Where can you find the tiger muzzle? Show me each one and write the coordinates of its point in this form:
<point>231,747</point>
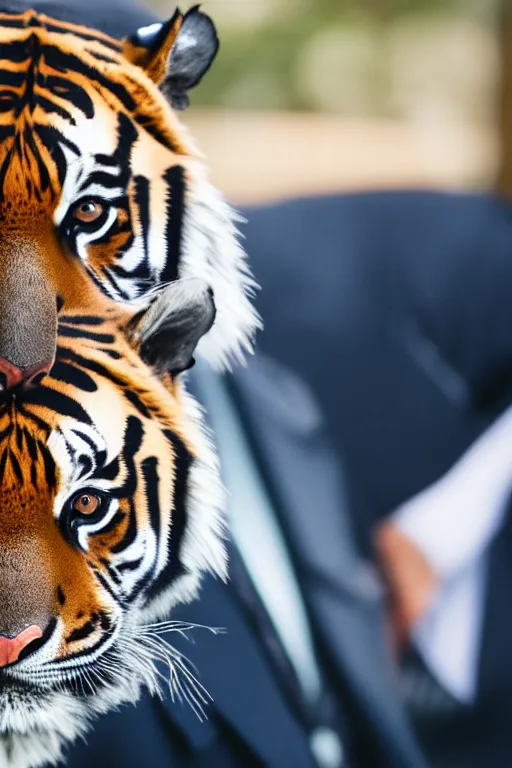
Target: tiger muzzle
<point>28,318</point>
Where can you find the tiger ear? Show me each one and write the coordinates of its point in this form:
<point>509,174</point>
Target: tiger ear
<point>167,333</point>
<point>175,54</point>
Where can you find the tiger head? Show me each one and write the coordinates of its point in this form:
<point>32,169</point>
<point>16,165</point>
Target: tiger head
<point>100,185</point>
<point>110,511</point>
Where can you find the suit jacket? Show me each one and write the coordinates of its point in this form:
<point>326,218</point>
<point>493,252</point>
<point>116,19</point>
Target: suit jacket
<point>397,309</point>
<point>251,721</point>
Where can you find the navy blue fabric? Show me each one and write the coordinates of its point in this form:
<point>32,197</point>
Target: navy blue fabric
<point>116,18</point>
<point>396,308</point>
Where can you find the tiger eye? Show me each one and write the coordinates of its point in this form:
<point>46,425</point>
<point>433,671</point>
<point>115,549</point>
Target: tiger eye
<point>86,504</point>
<point>88,211</point>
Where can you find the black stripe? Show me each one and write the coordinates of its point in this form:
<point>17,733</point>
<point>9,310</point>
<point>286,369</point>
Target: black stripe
<point>141,194</point>
<point>57,402</point>
<point>16,467</point>
<point>63,61</point>
<point>70,374</point>
<point>174,177</point>
<point>135,400</point>
<point>82,319</point>
<point>174,567</point>
<point>64,353</point>
<point>49,466</point>
<point>82,333</point>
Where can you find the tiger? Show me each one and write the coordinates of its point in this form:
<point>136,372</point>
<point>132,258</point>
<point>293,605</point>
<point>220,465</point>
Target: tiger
<point>102,187</point>
<point>110,512</point>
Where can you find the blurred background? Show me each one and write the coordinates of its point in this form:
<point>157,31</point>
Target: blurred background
<point>312,96</point>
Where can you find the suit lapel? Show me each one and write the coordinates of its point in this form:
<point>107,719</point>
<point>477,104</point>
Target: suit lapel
<point>344,597</point>
<point>234,671</point>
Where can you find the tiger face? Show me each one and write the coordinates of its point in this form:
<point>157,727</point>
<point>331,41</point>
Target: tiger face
<point>109,512</point>
<point>100,185</point>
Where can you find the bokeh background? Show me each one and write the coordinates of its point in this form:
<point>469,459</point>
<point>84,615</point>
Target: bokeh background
<point>312,96</point>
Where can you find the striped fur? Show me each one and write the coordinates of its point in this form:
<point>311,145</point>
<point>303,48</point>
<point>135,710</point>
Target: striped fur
<point>102,421</point>
<point>80,121</point>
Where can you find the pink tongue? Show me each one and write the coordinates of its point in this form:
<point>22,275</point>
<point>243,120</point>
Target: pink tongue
<point>10,648</point>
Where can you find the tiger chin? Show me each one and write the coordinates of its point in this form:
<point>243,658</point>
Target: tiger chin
<point>110,512</point>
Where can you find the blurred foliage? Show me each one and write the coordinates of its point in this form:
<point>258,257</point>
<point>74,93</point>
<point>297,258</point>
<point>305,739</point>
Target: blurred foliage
<point>352,57</point>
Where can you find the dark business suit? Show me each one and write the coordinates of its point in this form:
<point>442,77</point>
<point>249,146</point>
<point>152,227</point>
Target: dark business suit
<point>252,721</point>
<point>397,310</point>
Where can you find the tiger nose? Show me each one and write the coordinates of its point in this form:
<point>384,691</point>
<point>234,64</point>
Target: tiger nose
<point>11,647</point>
<point>11,376</point>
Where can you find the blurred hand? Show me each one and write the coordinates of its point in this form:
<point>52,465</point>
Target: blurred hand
<point>410,579</point>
▬▬▬
__Task to carry out__. Can you turn all the items above into a numbered list, one line per number, with blank lines and pictures left out?

__Exercise response__.
1. Where can you find the tiger muzzle? Show me each one and write the coordinates of its point in this form:
2. <point>231,747</point>
3. Target: tiger muzzle
4. <point>28,318</point>
5. Where can you find the tiger ear? Show me each one and write the coordinates of its point in this form:
6. <point>509,174</point>
7. Target: tiger ear
8. <point>167,333</point>
9. <point>175,54</point>
10. Where can you find the tiger head? Show me each one and write the coordinates of its point in this form:
11. <point>32,169</point>
12. <point>16,165</point>
13. Target: tiger head
14. <point>100,185</point>
15. <point>110,511</point>
16. Where can you find the suit jacket? Show me each one and write the coordinates of its point in this form:
17. <point>326,218</point>
18. <point>493,252</point>
19. <point>116,19</point>
20. Target: suit jacket
21. <point>397,309</point>
22. <point>251,721</point>
23. Where can you find the navy blue fabric? Show me each one and write the coordinates of its point in this form:
24. <point>32,197</point>
25. Target: navy blue fabric
26. <point>116,18</point>
27. <point>396,308</point>
28. Where can you find the tiger eye? Show me each one and write the coordinates of its point in this form:
29. <point>46,425</point>
30. <point>433,671</point>
31. <point>115,549</point>
32. Target: tiger eye
33. <point>86,504</point>
34. <point>88,211</point>
35. Where can you find the black stripe? Show me each one and write the coordinates of its point in this form:
36. <point>17,733</point>
37. <point>9,310</point>
38. <point>286,369</point>
39. Target: black stripe
40. <point>141,194</point>
41. <point>57,402</point>
42. <point>16,467</point>
43. <point>63,61</point>
44. <point>70,374</point>
45. <point>174,177</point>
46. <point>135,400</point>
47. <point>82,319</point>
48. <point>174,567</point>
49. <point>64,353</point>
50. <point>49,466</point>
51. <point>82,333</point>
52. Where can you find the tiger? Show me each one and write the coordinates of its point in this form:
53. <point>136,372</point>
54. <point>132,258</point>
55. <point>293,605</point>
56. <point>220,465</point>
57. Target: tiger
58. <point>102,187</point>
59. <point>110,512</point>
60. Where can you find the blurred background? Show me each one and write the coordinates of its point in this form:
61. <point>157,31</point>
62. Target: blurred background
63. <point>312,96</point>
64. Where can you find the suit lapel? Show me each one and write the coordinates of its point in this form:
65. <point>107,719</point>
66. <point>477,104</point>
67. Target: suit lapel
68. <point>344,597</point>
69. <point>234,671</point>
70. Where can you find the tiger face? Show me each one and write the coordinates of its point in this form:
71. <point>157,727</point>
72. <point>331,41</point>
73. Target: tiger face
74. <point>109,512</point>
75. <point>100,185</point>
76. Where can you find the bokeh background? Show me each one and write the coordinates of its point in this form:
77. <point>469,459</point>
78. <point>84,615</point>
79. Target: bokeh background
80. <point>312,96</point>
81. Where can you find the striped fur? Show me each one and write the coordinates of its point in this form:
82. <point>311,145</point>
83. <point>303,48</point>
84. <point>135,710</point>
85. Target: striped fur
86. <point>102,421</point>
87. <point>80,121</point>
88. Where can you find the pink tongue? Show me each one and write the coordinates of its point in this form:
89. <point>22,275</point>
90. <point>243,120</point>
91. Target: pink tongue
92. <point>10,648</point>
93. Where can you find the tiger chin? Show me each one and write the coordinates of its point in this form:
94. <point>243,658</point>
95. Target: tiger chin
96. <point>110,512</point>
97. Where can you find the blurred foliage? Show me each one and write the coordinates of its point in this form:
98. <point>258,257</point>
99. <point>74,93</point>
100. <point>297,258</point>
101. <point>305,739</point>
102. Target: blurred foliage
103. <point>352,57</point>
104. Where can you find the dark business suit? Show me each one and write the coordinates of its point in this form:
105. <point>442,77</point>
106. <point>249,146</point>
107. <point>152,227</point>
108. Target: dark business suit
109. <point>252,721</point>
110. <point>397,310</point>
111. Where can you find the tiger nose? Show me each one and write the coordinates of its point in this form:
112. <point>384,691</point>
113. <point>234,64</point>
114. Target: tiger nose
115. <point>11,647</point>
116. <point>11,376</point>
117. Where can you find the blurred hand? Show me each one and write the coordinates of its point in this form:
118. <point>52,465</point>
119. Target: blurred hand
120. <point>410,579</point>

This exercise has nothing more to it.